EXERCISE DESCRIPTION:
Report every line in the rows below that contains the string "petal".

PROVIDED RECORDS:
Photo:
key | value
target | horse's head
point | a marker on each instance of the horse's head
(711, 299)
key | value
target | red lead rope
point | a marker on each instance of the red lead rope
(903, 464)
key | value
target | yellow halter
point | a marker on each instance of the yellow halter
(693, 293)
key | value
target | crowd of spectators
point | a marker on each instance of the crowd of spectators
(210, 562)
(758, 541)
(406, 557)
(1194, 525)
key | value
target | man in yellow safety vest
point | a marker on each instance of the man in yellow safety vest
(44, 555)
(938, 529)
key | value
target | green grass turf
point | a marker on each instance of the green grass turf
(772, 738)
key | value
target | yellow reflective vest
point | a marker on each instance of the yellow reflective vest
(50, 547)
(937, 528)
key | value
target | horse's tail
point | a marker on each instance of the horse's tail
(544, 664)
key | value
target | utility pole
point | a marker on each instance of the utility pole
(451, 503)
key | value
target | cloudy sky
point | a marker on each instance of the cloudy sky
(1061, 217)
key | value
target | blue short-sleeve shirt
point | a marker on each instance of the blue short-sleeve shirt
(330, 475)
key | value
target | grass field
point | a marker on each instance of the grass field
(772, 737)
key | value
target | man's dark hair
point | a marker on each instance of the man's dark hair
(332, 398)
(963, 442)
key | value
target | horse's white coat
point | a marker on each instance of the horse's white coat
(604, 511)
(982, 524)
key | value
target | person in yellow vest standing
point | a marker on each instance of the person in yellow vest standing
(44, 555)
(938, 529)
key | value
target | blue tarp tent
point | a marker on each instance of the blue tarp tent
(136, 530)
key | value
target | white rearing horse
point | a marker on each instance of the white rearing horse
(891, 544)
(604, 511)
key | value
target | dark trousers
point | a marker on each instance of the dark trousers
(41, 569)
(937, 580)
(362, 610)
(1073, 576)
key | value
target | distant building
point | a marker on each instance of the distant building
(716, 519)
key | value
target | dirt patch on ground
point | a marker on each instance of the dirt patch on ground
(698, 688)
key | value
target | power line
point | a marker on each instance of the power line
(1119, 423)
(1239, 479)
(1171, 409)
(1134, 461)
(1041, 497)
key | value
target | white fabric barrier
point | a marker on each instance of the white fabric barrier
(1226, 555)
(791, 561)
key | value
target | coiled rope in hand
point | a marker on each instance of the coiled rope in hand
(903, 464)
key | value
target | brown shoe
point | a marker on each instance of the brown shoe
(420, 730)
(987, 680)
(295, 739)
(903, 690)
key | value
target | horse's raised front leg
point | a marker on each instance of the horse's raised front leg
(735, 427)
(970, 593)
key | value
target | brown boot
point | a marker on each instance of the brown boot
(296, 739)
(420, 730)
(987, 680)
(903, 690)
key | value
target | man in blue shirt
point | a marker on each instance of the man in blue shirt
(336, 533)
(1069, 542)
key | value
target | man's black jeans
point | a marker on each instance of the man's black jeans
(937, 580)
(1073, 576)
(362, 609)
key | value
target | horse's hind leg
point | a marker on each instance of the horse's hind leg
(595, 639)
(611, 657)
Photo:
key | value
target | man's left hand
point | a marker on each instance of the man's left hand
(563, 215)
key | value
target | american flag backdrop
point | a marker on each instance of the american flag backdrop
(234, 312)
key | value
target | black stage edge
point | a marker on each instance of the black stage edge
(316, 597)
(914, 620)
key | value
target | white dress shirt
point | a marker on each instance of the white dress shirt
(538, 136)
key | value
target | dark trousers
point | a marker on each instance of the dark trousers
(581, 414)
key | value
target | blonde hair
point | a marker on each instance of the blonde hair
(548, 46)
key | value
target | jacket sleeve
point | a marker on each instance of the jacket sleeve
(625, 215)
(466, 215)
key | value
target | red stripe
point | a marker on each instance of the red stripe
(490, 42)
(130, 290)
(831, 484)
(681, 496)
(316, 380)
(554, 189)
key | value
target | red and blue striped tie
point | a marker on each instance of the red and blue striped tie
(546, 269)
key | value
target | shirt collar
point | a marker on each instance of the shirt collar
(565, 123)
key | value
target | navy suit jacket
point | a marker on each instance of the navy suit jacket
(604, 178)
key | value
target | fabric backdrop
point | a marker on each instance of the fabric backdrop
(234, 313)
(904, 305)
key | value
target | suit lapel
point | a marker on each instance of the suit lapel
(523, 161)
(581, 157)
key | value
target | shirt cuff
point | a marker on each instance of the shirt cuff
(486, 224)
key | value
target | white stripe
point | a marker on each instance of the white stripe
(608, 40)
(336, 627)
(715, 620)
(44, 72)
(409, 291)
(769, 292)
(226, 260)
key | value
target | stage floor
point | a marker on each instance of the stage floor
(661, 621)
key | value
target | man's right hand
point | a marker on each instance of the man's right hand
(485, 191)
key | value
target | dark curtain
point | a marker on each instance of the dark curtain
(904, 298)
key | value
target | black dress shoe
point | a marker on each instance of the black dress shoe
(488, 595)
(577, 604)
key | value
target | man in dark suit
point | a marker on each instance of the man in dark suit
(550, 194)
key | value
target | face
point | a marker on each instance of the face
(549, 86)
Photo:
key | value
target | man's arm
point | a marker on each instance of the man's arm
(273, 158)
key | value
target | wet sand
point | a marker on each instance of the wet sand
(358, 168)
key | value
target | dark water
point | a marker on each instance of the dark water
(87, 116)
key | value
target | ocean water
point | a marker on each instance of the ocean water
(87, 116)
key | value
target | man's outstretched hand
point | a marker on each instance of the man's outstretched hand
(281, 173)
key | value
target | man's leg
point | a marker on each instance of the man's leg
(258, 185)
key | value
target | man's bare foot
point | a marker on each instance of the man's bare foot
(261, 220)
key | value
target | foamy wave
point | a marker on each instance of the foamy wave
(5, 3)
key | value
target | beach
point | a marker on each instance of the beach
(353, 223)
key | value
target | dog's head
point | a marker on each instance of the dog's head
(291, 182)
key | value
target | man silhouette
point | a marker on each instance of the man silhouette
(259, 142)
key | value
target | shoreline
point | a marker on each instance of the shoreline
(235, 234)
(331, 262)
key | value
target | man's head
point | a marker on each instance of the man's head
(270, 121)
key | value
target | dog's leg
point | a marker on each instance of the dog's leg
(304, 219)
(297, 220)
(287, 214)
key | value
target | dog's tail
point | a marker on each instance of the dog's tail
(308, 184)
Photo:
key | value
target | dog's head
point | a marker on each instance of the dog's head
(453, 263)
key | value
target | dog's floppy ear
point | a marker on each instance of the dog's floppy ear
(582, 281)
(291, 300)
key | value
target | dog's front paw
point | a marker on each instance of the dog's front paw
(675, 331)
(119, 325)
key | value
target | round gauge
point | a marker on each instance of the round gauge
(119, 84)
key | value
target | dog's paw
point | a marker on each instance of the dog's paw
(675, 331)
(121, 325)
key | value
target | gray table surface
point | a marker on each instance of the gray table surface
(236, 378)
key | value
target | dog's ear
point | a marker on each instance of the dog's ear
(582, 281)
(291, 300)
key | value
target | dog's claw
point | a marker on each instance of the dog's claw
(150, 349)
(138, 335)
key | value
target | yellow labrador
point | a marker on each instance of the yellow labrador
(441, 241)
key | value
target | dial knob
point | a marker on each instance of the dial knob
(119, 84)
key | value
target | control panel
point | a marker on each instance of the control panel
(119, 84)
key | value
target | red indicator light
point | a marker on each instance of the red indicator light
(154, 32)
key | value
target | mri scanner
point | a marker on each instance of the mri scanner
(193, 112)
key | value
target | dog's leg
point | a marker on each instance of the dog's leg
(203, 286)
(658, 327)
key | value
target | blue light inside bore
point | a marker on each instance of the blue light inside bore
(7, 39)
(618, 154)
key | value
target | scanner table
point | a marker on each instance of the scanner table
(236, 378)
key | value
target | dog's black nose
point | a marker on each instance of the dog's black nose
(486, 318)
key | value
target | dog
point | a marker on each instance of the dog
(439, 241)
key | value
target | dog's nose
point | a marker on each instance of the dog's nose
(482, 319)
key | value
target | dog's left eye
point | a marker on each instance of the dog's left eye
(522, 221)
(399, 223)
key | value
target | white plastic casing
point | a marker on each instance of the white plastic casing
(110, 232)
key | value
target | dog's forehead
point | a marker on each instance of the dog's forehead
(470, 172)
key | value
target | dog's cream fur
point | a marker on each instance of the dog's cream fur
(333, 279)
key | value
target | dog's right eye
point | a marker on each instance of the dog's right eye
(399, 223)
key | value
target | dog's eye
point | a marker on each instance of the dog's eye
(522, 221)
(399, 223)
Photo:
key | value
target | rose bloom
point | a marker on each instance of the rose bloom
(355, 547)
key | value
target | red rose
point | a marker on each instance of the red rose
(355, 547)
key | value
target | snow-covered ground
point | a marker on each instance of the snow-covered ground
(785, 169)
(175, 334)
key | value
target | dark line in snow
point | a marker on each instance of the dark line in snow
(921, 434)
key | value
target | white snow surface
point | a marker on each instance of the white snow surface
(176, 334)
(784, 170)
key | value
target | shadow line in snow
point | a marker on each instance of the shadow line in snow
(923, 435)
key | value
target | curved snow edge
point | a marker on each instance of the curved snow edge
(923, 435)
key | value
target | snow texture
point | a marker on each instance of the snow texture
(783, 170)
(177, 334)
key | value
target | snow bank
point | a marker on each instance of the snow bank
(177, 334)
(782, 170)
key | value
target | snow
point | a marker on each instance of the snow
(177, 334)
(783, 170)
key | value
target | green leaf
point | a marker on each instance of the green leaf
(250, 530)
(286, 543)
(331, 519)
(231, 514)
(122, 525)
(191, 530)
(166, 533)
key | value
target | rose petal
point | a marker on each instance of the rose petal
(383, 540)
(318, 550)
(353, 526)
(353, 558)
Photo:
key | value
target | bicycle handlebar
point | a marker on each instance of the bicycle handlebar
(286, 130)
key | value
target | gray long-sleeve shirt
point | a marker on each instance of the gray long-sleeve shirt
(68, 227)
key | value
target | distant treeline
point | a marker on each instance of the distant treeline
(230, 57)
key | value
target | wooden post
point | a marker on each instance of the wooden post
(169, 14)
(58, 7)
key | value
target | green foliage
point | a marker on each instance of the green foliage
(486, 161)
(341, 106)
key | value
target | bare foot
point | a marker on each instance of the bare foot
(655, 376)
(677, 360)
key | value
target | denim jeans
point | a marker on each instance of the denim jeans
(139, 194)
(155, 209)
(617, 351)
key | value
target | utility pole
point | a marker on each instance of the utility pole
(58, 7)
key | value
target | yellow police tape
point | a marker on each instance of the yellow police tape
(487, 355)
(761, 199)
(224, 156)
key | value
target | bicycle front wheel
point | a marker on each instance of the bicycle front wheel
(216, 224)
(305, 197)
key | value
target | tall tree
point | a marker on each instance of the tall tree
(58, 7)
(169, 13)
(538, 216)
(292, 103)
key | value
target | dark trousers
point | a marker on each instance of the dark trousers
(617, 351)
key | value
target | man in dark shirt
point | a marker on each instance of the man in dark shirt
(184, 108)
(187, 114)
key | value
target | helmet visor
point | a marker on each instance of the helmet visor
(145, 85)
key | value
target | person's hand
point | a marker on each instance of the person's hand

OUTPUT OF THE EXERCISE:
target | rose petal
point | a marker on each instance of the rose petal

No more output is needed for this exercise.